## Material for this task
══════════
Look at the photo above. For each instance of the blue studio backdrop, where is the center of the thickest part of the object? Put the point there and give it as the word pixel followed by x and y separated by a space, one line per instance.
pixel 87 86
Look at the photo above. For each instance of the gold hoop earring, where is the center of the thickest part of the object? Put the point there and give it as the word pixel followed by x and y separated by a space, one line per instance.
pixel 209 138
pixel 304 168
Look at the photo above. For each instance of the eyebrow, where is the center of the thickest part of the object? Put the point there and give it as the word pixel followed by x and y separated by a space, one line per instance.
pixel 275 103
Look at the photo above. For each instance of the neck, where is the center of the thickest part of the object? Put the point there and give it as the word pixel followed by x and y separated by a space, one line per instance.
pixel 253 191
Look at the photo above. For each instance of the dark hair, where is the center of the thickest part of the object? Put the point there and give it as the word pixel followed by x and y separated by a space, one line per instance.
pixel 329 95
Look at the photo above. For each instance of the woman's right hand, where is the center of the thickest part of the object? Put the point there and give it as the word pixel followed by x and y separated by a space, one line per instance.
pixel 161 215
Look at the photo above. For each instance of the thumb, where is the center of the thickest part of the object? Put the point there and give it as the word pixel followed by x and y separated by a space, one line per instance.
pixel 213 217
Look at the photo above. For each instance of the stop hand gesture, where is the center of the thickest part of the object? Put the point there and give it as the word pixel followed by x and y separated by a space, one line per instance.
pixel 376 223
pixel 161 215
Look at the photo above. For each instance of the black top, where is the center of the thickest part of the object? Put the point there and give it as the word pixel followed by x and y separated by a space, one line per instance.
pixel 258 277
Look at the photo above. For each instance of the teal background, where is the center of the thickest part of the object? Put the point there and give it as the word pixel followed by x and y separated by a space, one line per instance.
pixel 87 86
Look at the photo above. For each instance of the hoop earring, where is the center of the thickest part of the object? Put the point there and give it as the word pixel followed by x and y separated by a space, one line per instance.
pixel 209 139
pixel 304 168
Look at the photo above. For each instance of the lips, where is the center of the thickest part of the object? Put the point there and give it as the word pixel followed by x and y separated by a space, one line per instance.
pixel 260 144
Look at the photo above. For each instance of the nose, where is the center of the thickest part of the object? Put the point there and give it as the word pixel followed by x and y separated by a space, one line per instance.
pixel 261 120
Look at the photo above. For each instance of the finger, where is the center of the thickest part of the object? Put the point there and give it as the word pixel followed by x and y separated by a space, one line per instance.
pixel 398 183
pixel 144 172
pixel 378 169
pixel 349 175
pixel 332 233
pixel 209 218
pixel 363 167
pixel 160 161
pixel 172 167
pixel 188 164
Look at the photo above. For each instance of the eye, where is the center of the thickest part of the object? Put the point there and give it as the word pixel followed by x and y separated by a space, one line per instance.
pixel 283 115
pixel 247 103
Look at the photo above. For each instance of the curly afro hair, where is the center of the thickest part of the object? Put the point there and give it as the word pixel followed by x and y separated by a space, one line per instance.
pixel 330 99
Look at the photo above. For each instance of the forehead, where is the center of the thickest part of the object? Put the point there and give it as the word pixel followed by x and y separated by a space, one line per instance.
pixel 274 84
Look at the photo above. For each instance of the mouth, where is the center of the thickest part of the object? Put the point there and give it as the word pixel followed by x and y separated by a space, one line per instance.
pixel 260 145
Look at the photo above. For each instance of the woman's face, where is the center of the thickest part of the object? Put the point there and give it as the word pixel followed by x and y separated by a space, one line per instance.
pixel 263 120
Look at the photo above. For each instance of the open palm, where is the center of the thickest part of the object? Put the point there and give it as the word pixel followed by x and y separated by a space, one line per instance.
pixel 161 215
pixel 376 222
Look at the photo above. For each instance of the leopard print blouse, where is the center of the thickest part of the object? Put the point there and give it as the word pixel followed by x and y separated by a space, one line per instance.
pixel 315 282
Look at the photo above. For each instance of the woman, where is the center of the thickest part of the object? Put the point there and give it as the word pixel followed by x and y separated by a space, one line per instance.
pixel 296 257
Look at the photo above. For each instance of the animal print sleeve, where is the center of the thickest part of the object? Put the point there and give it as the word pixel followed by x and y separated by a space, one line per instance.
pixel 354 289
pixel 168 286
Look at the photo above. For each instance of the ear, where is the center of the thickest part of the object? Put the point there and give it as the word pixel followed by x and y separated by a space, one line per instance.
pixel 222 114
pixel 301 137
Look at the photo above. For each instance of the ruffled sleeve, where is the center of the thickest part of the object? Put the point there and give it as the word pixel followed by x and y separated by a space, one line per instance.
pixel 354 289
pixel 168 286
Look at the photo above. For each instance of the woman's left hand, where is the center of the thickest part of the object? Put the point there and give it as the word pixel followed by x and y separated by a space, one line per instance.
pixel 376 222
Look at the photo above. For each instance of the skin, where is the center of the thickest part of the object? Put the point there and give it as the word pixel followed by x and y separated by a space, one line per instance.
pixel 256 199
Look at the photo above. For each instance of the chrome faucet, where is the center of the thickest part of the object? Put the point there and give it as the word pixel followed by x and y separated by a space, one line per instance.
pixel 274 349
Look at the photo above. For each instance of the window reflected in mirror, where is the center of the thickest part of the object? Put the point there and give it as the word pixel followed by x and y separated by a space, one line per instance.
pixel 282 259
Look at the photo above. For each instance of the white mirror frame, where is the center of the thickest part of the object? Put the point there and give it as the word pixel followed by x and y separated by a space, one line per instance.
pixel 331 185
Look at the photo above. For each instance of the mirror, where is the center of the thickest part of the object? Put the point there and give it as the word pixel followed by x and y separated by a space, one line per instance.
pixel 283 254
══════════
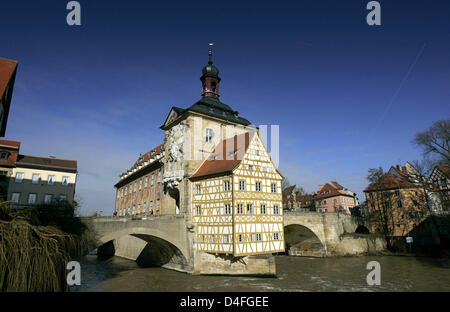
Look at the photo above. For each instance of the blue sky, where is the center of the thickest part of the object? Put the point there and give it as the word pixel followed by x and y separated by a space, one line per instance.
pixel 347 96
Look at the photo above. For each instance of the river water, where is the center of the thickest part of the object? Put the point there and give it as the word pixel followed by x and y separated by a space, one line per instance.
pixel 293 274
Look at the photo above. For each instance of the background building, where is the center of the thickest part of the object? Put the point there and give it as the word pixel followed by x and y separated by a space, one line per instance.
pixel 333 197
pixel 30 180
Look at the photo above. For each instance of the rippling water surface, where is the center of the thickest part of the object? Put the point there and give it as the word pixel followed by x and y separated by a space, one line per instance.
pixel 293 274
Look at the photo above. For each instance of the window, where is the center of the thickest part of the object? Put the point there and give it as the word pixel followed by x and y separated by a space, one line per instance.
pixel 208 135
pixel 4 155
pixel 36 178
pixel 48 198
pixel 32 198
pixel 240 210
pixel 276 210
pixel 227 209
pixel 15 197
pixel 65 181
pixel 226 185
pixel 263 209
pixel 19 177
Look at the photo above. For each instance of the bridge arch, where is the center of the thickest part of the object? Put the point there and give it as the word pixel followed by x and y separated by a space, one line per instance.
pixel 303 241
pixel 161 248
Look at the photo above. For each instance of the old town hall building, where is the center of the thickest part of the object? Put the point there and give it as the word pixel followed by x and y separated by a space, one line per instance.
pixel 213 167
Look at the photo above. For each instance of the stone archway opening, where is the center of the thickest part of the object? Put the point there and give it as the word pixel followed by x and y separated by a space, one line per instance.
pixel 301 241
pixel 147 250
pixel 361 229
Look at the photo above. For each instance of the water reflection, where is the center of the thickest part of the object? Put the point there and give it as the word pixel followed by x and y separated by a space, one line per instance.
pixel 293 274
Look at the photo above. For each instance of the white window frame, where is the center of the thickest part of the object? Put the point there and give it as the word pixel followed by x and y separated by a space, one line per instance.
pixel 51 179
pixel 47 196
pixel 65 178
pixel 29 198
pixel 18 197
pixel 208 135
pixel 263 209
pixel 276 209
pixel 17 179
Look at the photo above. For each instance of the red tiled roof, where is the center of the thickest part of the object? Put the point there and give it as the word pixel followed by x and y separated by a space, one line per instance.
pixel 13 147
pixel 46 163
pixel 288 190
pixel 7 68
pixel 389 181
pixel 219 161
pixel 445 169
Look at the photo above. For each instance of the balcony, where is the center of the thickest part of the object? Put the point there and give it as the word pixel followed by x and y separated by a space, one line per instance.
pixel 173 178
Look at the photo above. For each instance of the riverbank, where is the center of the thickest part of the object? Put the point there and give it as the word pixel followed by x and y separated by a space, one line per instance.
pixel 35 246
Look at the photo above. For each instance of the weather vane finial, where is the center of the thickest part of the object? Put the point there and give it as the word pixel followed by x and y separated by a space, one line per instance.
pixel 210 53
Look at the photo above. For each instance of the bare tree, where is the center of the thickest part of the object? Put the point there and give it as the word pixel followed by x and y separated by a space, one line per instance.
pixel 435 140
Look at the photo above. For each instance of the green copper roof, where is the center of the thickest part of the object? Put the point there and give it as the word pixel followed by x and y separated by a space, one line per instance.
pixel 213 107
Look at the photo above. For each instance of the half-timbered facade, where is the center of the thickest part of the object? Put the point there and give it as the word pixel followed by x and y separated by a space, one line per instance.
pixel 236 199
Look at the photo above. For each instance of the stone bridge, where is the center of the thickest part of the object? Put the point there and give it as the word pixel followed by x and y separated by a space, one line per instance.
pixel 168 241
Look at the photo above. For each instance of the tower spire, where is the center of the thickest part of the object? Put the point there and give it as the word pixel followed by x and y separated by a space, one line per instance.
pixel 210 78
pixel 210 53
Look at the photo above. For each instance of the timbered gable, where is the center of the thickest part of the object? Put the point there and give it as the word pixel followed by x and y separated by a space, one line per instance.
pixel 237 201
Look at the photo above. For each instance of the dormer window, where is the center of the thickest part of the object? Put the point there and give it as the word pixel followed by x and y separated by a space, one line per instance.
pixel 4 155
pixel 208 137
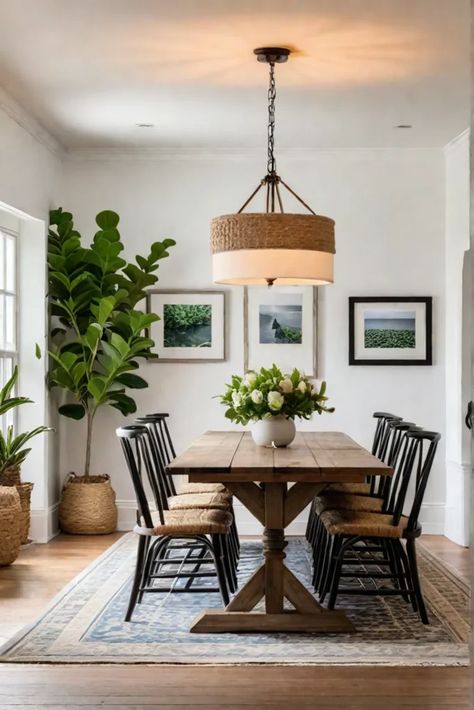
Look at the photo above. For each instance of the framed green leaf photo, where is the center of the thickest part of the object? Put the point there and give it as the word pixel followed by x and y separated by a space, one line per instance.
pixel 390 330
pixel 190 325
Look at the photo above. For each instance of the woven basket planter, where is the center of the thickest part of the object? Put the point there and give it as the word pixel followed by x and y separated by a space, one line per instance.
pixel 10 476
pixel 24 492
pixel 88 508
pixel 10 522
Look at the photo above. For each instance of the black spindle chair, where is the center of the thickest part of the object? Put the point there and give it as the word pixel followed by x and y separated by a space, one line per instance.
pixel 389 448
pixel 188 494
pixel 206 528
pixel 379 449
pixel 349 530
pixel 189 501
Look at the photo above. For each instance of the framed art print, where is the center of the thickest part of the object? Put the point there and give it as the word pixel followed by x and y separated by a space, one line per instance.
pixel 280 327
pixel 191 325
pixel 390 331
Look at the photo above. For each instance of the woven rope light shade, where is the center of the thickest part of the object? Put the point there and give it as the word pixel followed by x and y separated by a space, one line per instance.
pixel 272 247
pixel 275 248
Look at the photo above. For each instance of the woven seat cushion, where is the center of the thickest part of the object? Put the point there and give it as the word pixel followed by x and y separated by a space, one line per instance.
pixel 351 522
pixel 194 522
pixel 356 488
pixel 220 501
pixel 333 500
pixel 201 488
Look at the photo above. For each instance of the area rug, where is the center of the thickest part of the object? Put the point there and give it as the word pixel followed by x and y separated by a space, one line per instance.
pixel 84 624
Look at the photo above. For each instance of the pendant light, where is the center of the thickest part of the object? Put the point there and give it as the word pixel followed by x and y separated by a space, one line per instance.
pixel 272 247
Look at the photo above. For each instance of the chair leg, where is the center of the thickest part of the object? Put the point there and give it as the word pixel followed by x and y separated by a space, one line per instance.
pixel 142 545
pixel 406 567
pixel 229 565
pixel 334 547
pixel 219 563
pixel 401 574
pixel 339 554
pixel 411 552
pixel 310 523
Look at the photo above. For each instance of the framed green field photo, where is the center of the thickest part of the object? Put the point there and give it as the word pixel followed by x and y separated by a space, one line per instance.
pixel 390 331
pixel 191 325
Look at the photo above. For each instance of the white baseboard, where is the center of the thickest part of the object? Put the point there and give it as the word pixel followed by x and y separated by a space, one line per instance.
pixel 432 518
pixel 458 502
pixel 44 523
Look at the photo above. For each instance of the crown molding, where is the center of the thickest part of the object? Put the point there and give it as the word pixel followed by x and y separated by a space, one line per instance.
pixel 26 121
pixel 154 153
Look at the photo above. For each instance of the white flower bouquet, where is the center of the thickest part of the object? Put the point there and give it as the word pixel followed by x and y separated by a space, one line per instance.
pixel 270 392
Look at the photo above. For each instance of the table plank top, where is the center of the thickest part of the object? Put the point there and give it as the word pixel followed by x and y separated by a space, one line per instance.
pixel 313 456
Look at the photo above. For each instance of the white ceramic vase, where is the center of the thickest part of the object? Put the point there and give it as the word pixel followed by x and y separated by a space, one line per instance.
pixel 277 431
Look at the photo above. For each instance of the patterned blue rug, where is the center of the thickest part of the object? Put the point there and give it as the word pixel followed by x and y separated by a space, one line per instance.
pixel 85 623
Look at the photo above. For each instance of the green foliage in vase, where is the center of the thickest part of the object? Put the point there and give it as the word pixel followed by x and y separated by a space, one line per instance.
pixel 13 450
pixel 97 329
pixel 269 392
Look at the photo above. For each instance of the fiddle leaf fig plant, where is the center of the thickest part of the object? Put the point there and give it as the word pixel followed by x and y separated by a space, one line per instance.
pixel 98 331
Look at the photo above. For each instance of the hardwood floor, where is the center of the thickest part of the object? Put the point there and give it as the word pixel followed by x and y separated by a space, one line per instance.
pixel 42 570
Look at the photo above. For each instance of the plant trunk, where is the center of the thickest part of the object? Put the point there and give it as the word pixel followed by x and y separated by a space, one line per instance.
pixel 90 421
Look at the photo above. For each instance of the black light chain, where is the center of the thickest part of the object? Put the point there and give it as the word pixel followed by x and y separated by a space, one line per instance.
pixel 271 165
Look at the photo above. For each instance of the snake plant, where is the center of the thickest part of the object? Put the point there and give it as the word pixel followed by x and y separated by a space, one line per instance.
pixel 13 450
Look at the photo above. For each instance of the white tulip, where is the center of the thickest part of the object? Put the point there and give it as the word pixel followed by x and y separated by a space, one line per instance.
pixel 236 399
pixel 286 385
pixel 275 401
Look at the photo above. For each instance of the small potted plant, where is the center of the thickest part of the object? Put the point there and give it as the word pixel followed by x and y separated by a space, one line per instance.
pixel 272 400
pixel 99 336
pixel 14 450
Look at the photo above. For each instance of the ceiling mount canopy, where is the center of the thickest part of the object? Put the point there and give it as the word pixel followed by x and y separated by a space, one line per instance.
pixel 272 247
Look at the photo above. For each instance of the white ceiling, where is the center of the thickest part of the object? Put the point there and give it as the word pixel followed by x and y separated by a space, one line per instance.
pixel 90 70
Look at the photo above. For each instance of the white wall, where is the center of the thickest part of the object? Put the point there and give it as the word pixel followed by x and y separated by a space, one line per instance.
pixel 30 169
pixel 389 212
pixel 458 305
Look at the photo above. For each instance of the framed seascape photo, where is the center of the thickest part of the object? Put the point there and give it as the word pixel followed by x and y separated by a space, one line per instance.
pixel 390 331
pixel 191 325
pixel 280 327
══════════
Copy the material above verbatim, from the line containing "Look at the photo above. For each instance of the curly" down to the line containing "pixel 274 84", both ends included.

## Completed task
Look at the photo above. For each instance of the curly afro hair, where is the center of the thickest part of the object? Put the point there and give it as the word pixel followed by x and y separated by a space, one line per instance.
pixel 330 99
Look at the photo above. For each instance of the forehead, where is the center of the thickest part of the object? Put the point there and give it as the word pixel followed by x and y separated by a space, one line per instance.
pixel 274 84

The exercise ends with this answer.